_PROVIDED MATERIAL_
** START **

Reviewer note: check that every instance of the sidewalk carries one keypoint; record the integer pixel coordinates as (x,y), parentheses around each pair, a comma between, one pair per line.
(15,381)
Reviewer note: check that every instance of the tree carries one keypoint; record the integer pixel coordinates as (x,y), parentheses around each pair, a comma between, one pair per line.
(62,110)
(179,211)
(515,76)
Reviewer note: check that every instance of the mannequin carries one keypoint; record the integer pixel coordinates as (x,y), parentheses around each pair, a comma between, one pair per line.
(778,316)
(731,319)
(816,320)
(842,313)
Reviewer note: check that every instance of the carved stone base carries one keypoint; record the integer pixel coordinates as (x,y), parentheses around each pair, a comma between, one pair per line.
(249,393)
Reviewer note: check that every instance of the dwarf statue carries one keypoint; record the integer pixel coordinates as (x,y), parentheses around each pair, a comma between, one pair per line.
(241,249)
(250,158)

** END **

_SHORT PROBLEM_
Take every line from the one containing "Reviewer note: check that every instance of the tree" to the end of the listing and output it exactly, with nothing else.

_EXERCISE RESPONSE_
Reviewer note: check that every instance of the tree carries one keypoint; record the integer pixel coordinates as (x,y), parentheses around each pair, a comma between, one pair per line.
(62,110)
(179,211)
(515,76)
Reviewer note: check that every instance of the mannequin carries one keypoint; record the integer pixel coordinates as (x,y), parentheses around each pair, a comma between, one pair per line.
(778,316)
(731,319)
(816,320)
(842,313)
Reviewer note: check that every instance of the carved stone base carries one keypoint; record the integer pixel coordinates as (x,y), parentheses around each pair, a comma between, one pair per line.
(249,393)
Reviewer note: check that every instance of the dwarf statue carries one keypoint; record the integer pixel coordinates as (x,y), parentheses around each pair, a comma between, one pair per line.
(241,249)
(250,158)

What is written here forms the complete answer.